### CONSEGNA
Individua nei dati tutte le righe in cui compare la parola "rope" e copiale. Le maiuscole e le minuscole contano.

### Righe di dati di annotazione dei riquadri
---
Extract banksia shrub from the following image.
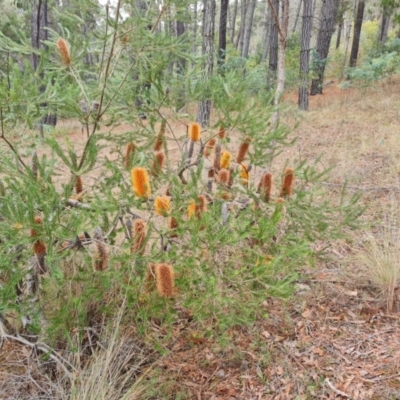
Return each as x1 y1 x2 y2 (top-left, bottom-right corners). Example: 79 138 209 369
131 167 151 198
151 150 165 176
154 263 175 297
57 38 71 66
75 176 83 194
154 196 171 216
219 151 232 169
93 227 108 271
125 143 136 168
280 168 294 197
218 168 231 184
31 215 47 275
189 122 201 142
203 138 216 157
153 119 167 151
258 172 272 203
131 218 147 255
236 137 251 164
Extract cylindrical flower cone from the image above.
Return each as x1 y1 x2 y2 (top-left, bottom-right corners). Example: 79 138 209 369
131 167 151 198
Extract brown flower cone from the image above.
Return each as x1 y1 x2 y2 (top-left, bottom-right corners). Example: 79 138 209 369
75 176 83 194
131 167 151 198
168 217 178 237
151 150 165 176
189 122 201 142
213 143 221 172
153 119 167 151
198 194 207 212
155 263 175 297
218 168 230 184
203 138 216 157
219 151 232 169
57 38 71 66
236 138 251 164
280 168 294 197
93 227 108 271
30 215 47 275
131 219 147 255
32 150 38 180
125 143 136 168
218 126 226 139
154 196 171 216
258 172 272 203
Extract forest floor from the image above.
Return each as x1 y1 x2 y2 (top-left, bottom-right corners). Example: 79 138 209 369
0 80 400 400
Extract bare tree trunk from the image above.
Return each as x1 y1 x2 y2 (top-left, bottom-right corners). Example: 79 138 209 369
340 22 353 79
231 0 238 43
298 0 313 111
236 0 248 55
30 0 57 138
292 0 303 33
349 0 365 67
336 20 343 49
197 0 215 126
310 0 339 96
217 0 229 67
261 2 273 62
379 8 390 45
242 0 257 58
269 0 279 75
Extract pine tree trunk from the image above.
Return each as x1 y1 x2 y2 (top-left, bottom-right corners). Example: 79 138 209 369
310 0 339 96
336 20 343 49
197 0 215 126
269 0 279 75
231 0 238 43
261 2 273 62
30 0 57 132
217 0 229 67
298 0 313 111
292 0 303 33
242 0 257 58
349 0 365 67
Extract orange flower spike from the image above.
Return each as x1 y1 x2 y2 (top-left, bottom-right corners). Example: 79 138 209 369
218 168 230 184
131 167 151 198
155 263 175 297
236 137 251 164
203 138 216 157
280 168 294 197
220 151 232 169
56 38 71 66
154 196 171 216
258 172 272 203
189 122 201 142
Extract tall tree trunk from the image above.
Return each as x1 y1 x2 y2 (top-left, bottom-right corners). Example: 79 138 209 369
261 2 273 62
242 0 257 58
30 0 57 134
236 0 248 55
379 8 391 45
269 0 279 72
197 0 215 126
217 0 229 67
349 0 365 67
292 0 303 33
231 0 238 43
336 19 343 49
298 0 313 111
310 0 339 96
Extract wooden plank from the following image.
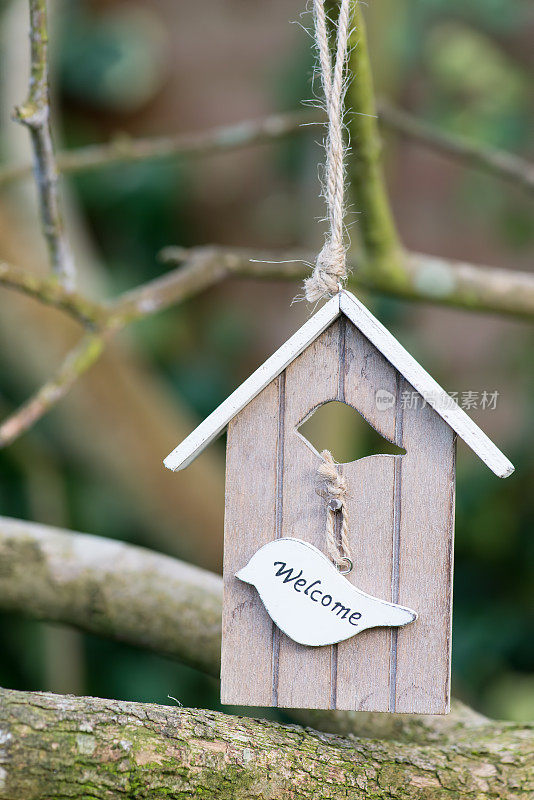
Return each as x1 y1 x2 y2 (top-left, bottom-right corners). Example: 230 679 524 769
163 295 339 471
221 317 455 713
391 385 456 714
276 321 340 708
336 320 401 711
221 378 281 706
340 291 514 478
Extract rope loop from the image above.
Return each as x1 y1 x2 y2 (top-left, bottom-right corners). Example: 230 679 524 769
304 0 354 302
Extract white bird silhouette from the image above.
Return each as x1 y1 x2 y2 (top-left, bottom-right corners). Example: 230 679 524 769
236 537 417 647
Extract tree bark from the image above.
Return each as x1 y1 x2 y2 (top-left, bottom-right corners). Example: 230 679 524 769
0 690 534 800
0 517 532 744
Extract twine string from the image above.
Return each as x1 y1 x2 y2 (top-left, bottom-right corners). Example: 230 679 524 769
318 450 353 572
304 0 353 302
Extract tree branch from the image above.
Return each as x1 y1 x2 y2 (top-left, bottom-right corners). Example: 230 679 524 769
379 101 534 196
158 246 534 321
4 241 534 448
0 517 222 680
346 0 404 288
0 261 109 328
15 0 74 289
0 100 534 194
0 110 324 186
0 689 533 800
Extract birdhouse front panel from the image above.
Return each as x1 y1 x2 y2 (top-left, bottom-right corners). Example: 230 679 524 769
221 315 455 714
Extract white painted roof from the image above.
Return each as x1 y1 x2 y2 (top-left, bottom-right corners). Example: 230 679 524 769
164 290 514 478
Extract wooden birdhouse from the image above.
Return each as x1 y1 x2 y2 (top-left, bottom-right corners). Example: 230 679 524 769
165 291 513 714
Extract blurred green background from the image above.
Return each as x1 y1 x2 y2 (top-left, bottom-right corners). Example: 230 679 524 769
0 0 534 720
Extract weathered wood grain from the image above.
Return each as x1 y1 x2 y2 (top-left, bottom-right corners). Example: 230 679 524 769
277 320 340 708
221 378 281 706
336 320 400 711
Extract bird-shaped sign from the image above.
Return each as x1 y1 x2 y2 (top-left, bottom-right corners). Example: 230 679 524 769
236 537 417 647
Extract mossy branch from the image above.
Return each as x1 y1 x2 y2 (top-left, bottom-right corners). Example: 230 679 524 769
0 518 534 800
0 100 534 196
0 689 534 800
0 517 532 752
0 241 534 448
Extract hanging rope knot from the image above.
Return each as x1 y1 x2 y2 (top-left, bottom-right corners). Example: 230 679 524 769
304 0 358 302
318 450 353 573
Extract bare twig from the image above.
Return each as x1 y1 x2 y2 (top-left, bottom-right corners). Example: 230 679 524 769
158 247 534 321
379 101 534 195
0 684 533 800
0 334 105 447
0 111 324 186
0 100 534 198
0 241 534 448
346 2 402 287
0 261 109 327
15 0 74 290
---
### RISULTATO
Extract rope loop from the image above.
Extract hanging rope knot from the image above.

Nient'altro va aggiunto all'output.